• [RECORDS PROVIDED]:

● ● ● ● ● ● ●

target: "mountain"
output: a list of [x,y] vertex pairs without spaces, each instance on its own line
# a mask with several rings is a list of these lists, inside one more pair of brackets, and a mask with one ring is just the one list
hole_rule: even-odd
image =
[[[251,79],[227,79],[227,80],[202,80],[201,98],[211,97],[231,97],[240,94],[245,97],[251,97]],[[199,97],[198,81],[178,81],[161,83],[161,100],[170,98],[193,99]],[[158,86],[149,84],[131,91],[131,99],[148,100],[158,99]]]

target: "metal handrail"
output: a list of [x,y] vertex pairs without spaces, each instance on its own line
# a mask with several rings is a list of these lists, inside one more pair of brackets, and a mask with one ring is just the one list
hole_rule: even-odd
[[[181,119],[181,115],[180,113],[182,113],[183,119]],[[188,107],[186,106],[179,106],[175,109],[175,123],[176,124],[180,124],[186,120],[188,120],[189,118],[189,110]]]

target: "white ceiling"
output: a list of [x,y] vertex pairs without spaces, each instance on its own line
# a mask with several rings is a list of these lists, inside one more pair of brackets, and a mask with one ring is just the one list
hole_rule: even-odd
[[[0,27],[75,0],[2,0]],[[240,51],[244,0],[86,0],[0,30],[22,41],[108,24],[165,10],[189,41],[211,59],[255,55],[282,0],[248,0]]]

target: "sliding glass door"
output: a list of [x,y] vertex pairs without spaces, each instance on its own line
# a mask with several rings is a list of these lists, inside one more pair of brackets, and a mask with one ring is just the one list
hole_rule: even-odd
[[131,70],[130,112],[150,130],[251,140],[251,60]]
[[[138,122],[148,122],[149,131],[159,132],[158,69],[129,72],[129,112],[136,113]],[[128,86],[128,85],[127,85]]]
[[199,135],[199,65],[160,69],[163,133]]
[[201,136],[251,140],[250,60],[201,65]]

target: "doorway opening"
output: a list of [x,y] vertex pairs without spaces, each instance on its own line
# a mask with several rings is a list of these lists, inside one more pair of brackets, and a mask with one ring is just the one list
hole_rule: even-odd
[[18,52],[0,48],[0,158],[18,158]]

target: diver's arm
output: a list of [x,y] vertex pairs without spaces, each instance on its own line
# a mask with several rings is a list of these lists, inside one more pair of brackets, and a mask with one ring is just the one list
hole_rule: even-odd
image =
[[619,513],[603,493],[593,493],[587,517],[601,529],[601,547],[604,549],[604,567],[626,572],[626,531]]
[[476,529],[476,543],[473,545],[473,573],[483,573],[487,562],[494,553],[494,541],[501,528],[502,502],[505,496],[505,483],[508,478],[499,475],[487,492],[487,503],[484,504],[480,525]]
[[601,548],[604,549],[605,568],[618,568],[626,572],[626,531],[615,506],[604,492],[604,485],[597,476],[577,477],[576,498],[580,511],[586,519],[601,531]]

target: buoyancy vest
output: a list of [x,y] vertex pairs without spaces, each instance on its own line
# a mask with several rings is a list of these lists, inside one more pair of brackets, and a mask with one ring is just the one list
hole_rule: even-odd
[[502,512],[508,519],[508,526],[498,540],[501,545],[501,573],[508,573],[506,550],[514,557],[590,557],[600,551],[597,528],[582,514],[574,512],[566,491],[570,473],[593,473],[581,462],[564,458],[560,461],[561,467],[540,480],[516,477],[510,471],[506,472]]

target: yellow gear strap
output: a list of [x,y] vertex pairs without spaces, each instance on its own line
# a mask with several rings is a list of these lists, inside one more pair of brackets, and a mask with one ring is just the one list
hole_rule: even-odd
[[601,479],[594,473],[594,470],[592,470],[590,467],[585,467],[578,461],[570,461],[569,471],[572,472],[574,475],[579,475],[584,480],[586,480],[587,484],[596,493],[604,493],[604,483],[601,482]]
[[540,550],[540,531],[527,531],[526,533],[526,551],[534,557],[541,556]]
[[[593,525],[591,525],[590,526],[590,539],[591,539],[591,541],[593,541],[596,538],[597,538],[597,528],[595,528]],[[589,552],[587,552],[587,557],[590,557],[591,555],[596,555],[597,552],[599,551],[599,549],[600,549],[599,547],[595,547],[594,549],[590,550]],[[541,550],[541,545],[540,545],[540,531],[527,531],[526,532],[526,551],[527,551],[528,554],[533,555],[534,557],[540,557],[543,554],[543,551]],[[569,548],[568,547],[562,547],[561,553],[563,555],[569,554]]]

● ● ● ● ● ● ●

• [WHAT IS NEEDED]:
Each entry above must be retyped exactly.

• [TASK SOLUTION]:
target: "mountain"
output: a list of [x,y] vertex pairs without spaces, each instance on its own line
# a mask with several rings is a list of these lists, inside one more pair of brackets, and a mask with one ring is just the one list
hole_rule: even-odd
image =
[[[251,79],[227,79],[227,80],[202,80],[201,98],[211,97],[231,97],[240,94],[245,97],[251,97]],[[199,97],[198,81],[178,81],[161,83],[161,100],[170,98],[193,99]],[[158,86],[149,84],[131,91],[131,99],[148,100],[158,99]]]

target: "metal handrail"
output: a list of [x,y] vertex pairs without spaces, each instance on its own line
# a mask with several rings is a list of these lists, inside one more pair of brackets, and a mask with one ring is just the one list
hole_rule: even-odd
[[[181,119],[181,115],[180,113],[182,113],[183,119]],[[188,107],[186,106],[179,106],[175,109],[175,123],[176,124],[180,124],[186,120],[188,120],[189,118],[189,110]]]

target: "white ceiling"
output: a list of [x,y] vertex pairs without spaces, each instance on its own line
# a mask with several rings is a list of these lists, inside one more pair of brackets, and a mask with one ring is just the one list
hole_rule: even-odd
[[[0,27],[75,0],[2,0]],[[240,51],[244,0],[86,0],[0,30],[22,41],[108,24],[165,10],[189,41],[211,59],[255,55],[282,0],[248,0]]]

target: "sliding glass door"
output: a list of [x,y] vertex pairs without spaces, each instance on its own line
# a mask with several rings is a list of these lists, inside one more pair of brackets, and a mask with one ring is just the one list
hole_rule: even-odd
[[131,70],[130,112],[150,130],[251,140],[251,60]]
[[[138,122],[148,122],[149,131],[159,132],[158,69],[129,72],[129,112],[136,113]],[[128,86],[128,85],[127,85]]]
[[199,135],[199,65],[160,69],[163,133]]
[[201,136],[251,140],[250,60],[201,65]]

target: "doorway opening"
output: a list of [x,y] vertex pairs without spaces, each instance on its own line
# a mask with several rings is a list of these lists, inside one more pair of brackets, and a mask with one ring is just the one list
hole_rule: even-odd
[[18,52],[0,48],[0,158],[18,158]]

target: diver's arm
output: a list of [x,y] vertex pairs without spaces, each instance on its own line
# a mask with several rings is a list of these lists, inside one more pair of brackets, and a mask with one ring is just the one list
hole_rule: even-odd
image =
[[619,513],[603,493],[593,493],[587,517],[601,529],[601,547],[604,549],[604,567],[626,572],[626,531]]
[[476,529],[476,543],[473,545],[473,573],[483,573],[487,562],[494,553],[494,541],[501,528],[502,502],[505,496],[505,483],[508,478],[499,475],[487,492],[487,503],[484,504],[480,525]]
[[601,548],[604,549],[605,568],[618,568],[626,572],[626,531],[615,506],[604,492],[604,485],[597,476],[577,477],[576,498],[580,511],[586,519],[601,531]]

target: buoyancy vest
output: a list of [x,y] vertex pairs without spaces, each instance on its own line
# a mask with several rings is a list of these lists, inside one more pair of brackets, and a mask with one ring is just the one list
hole_rule: even-odd
[[502,512],[508,519],[508,526],[498,540],[501,545],[501,573],[508,573],[506,550],[514,557],[590,557],[600,551],[597,528],[582,514],[574,512],[566,491],[570,473],[593,473],[581,462],[564,458],[560,461],[561,467],[540,480],[516,477],[510,471],[506,472]]

target: yellow gear strap
output: a list of [x,y] vertex pairs without spaces, each instance on its own line
# a mask with several rings is a list of these lists, inside one more pair of brackets, and a mask with one ring is just the one list
hole_rule: even-odd
[[601,479],[594,473],[594,470],[592,470],[590,467],[585,467],[578,461],[570,461],[569,471],[572,472],[574,475],[579,475],[584,480],[586,480],[587,484],[596,493],[604,493],[604,483],[601,482]]
[[540,550],[540,531],[527,531],[526,533],[526,551],[534,557],[541,556]]
[[[593,525],[591,525],[590,526],[590,539],[591,539],[591,541],[593,541],[596,538],[597,538],[597,528],[595,528]],[[589,552],[587,552],[587,557],[590,557],[591,555],[596,555],[597,552],[599,551],[599,549],[600,549],[599,547],[595,547],[594,549],[590,550]],[[541,550],[541,545],[540,545],[540,531],[527,531],[526,532],[526,551],[527,551],[528,554],[533,555],[534,557],[540,557],[543,554],[543,551]],[[569,548],[568,547],[562,547],[561,553],[563,555],[569,554]]]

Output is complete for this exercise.